● THE TASK: Copy everything from the line containing "Tag the small boulder" down to the line containing "Tag the white horse's hind", substituting "give the location" for "report the position" and keeping all else the same. Leave out any pictures.

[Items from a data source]
::::::::::
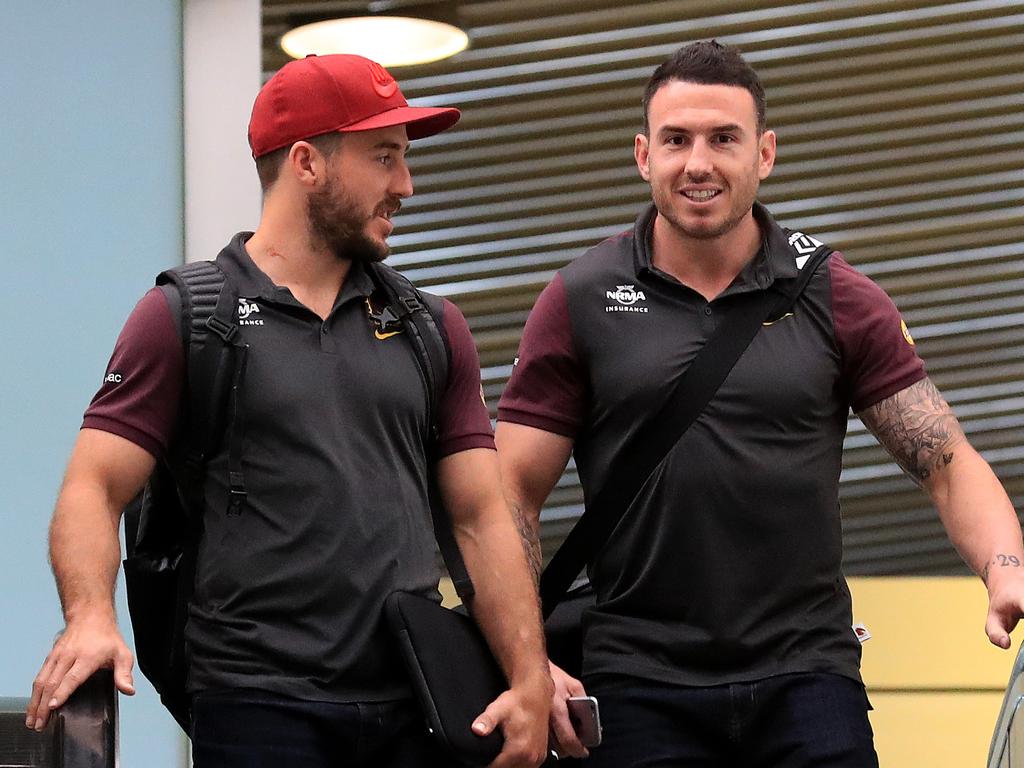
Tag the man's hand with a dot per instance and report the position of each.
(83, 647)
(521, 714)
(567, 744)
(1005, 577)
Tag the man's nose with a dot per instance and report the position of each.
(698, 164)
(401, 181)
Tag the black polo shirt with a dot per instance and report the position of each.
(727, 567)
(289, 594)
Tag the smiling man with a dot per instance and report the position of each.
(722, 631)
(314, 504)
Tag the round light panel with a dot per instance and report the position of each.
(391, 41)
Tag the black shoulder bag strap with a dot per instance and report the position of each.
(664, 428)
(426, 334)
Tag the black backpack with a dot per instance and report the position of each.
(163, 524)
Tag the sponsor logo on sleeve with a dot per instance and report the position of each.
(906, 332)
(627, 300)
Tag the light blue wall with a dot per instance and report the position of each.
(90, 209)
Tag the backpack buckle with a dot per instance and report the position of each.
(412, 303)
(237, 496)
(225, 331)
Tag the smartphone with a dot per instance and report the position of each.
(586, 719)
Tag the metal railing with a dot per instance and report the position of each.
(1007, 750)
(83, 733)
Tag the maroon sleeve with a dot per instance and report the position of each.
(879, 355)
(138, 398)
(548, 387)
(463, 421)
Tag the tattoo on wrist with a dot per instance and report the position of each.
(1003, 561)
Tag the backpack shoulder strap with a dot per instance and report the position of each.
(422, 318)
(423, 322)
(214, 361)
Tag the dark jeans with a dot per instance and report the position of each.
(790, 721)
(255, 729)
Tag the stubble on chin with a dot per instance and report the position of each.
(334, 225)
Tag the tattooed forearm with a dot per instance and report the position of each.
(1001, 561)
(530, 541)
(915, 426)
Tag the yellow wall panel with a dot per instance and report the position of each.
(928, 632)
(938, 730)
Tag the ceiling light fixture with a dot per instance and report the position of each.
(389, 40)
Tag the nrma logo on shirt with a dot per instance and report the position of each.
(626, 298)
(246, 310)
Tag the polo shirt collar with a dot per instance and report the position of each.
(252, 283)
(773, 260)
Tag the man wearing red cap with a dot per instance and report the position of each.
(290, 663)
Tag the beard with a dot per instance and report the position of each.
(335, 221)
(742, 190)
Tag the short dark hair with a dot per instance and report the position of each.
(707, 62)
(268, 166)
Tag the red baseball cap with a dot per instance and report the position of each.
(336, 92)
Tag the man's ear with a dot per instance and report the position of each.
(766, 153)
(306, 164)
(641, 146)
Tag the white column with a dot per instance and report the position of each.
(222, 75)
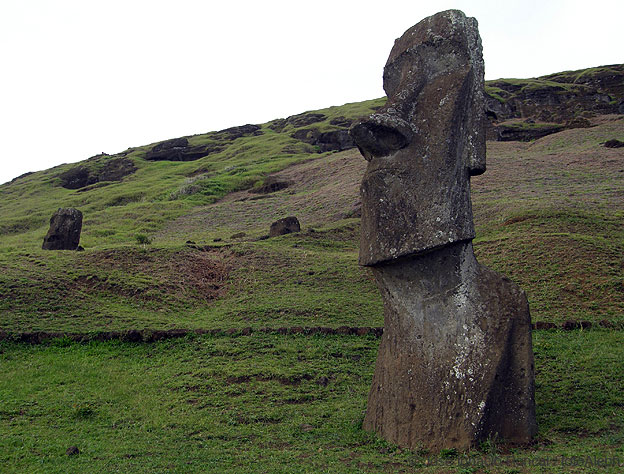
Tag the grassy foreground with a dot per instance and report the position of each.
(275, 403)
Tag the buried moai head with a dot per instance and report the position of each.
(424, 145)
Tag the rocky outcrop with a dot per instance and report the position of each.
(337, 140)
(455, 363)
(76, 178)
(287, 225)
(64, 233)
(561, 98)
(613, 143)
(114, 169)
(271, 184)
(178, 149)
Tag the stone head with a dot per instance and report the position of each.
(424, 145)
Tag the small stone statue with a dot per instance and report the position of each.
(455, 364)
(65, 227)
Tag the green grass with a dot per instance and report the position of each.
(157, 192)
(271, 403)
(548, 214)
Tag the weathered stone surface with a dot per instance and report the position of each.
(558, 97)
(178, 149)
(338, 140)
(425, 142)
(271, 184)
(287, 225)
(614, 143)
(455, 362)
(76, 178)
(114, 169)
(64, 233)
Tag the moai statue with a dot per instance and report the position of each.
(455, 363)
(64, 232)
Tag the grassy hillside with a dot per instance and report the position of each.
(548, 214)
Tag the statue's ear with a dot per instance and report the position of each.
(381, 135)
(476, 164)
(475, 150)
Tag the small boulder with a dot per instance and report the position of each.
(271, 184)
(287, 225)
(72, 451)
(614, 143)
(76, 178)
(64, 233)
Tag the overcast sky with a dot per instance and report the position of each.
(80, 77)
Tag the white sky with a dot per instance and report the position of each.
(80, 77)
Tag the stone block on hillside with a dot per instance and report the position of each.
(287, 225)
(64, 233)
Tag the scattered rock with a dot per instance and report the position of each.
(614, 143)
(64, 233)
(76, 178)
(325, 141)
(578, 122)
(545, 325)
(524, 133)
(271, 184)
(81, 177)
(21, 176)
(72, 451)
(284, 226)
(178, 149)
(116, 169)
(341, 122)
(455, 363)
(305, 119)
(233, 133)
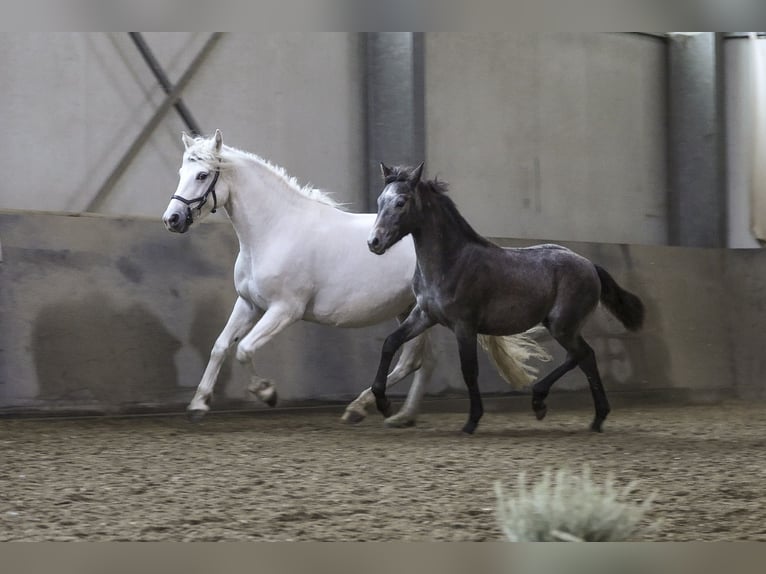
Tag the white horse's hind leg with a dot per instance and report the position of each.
::::::::::
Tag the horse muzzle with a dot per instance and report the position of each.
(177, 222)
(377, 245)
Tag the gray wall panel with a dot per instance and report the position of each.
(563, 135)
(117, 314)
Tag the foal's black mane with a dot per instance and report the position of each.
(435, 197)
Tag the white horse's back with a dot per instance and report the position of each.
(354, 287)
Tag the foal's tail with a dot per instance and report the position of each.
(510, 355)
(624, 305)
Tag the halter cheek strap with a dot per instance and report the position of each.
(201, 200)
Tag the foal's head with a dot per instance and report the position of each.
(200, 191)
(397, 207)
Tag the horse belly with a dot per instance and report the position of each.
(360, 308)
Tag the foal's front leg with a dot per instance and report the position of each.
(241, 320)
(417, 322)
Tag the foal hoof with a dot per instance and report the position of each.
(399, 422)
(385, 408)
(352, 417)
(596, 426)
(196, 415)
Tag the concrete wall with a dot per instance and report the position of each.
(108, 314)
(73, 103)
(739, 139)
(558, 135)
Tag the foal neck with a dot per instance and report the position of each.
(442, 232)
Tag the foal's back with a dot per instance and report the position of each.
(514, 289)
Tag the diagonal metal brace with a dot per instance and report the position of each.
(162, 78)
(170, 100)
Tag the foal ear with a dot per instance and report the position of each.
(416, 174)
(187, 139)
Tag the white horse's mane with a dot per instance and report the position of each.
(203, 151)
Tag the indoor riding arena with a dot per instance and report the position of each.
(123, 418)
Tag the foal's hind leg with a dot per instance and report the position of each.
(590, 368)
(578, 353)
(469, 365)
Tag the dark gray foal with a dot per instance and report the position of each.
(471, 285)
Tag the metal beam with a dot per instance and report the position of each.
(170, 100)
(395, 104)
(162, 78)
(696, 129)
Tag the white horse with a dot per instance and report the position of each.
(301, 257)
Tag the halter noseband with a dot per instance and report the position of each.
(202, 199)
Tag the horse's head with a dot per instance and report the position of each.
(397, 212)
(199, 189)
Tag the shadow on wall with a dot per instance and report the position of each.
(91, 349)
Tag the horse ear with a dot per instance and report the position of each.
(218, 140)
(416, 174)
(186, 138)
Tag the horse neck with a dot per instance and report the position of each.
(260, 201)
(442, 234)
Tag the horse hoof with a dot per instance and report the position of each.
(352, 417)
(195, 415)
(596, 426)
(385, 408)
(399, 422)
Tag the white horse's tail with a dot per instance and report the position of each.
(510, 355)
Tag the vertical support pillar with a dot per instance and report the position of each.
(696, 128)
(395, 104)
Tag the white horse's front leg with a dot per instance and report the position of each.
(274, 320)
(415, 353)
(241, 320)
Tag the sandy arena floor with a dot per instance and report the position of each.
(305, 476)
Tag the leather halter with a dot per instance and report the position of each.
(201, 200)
::::::::::
● FINAL RESULT:
Tag the small boulder with a dot per instance and give the location of each.
(271, 184)
(287, 225)
(72, 451)
(614, 143)
(76, 178)
(64, 233)
Tag the overcast sky with a dot per instance and give the location of each.
(80, 77)
Tag the white sky with a dot per instance and give the location of each.
(80, 77)
Tag the stone block on hillside with a dot per instance and give the location of each.
(287, 225)
(64, 233)
Tag the scattered rock with a dot per instance and give the location of each.
(614, 143)
(64, 233)
(76, 178)
(325, 141)
(578, 122)
(545, 325)
(524, 133)
(271, 184)
(81, 177)
(21, 176)
(72, 451)
(284, 226)
(178, 149)
(116, 169)
(341, 122)
(455, 363)
(305, 119)
(233, 133)
Tag the white horse's hind leg with a dot per instance and give the location of each.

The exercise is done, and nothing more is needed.